What you will do:
Return the run of lines below that opens with the line containing "of the pink" and closes with the line containing "of the boy's", keeping each one exact.

[[ Available data open ]]

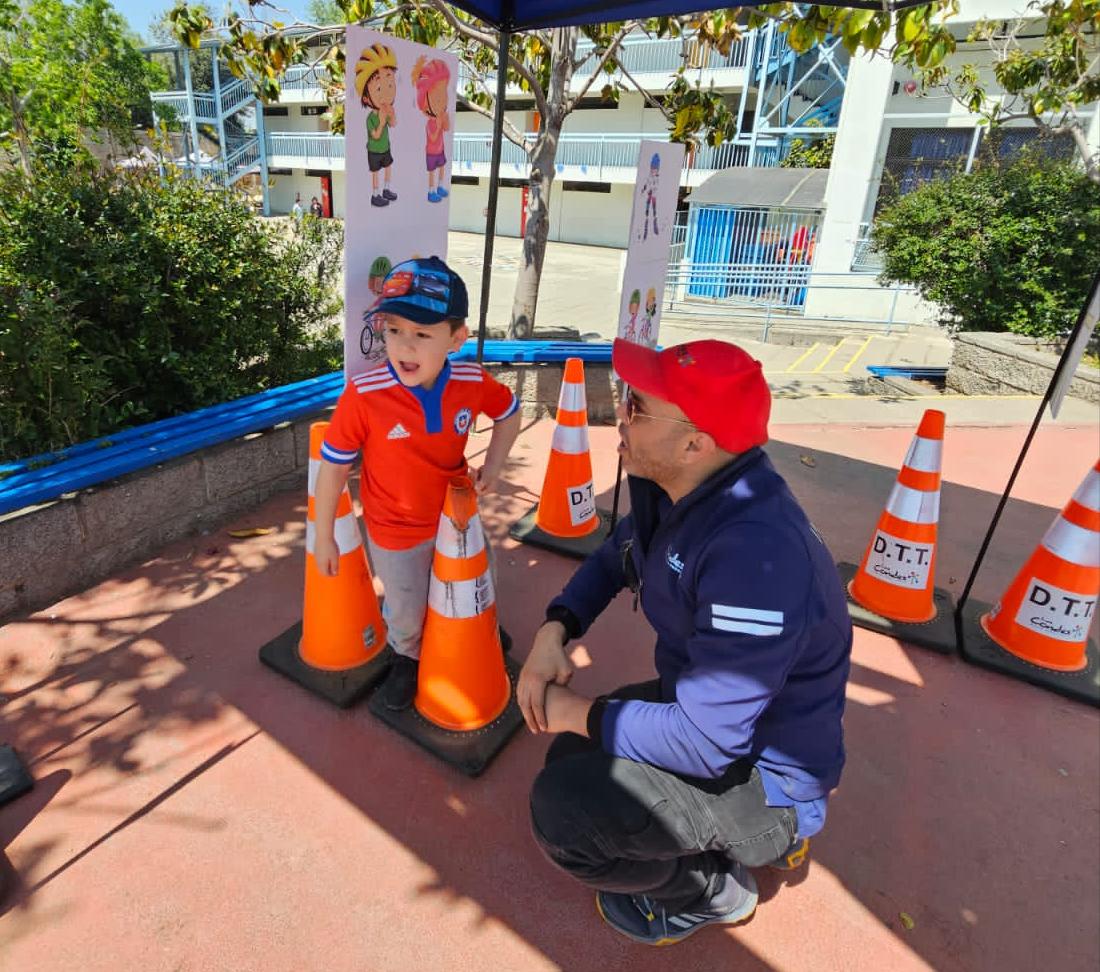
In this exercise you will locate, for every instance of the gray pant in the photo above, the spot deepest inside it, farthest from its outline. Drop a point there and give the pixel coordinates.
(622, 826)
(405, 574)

[[ Available data closed ]]
[[ Available data open ]]

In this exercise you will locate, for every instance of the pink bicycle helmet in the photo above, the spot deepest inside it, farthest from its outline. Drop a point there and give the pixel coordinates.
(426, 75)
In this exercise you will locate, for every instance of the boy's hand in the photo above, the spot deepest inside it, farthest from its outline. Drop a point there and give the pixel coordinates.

[[ Available data closed ]]
[[ Available data open ]]

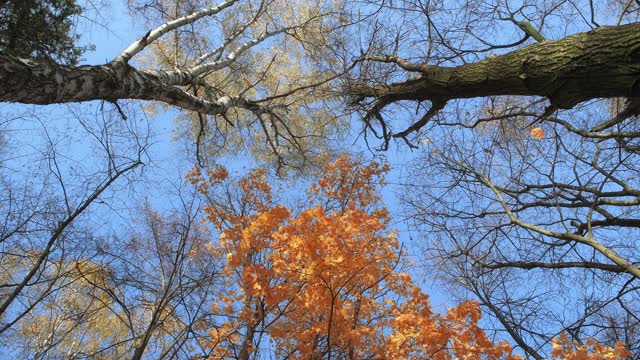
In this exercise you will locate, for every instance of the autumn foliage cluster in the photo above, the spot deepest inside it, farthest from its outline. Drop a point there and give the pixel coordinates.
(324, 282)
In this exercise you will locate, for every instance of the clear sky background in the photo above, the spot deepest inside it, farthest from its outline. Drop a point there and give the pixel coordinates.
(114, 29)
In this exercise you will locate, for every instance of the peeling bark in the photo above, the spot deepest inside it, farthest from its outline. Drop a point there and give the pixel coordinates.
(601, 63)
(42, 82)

[[ Available data closed ]]

Reply to the exercise:
In this exercise you will locate, for every instance of the pink bicycle helmet in the photo above, the spot deepest inside it, farthest from its outline. Drop a point there and give the pixel coordinates.
(426, 75)
In this exercise you will locate, for every instance of the boy's hand in the photo above, the spot deepest inside it, farthest from its outline. Drop a point there and give the pixel coordinates.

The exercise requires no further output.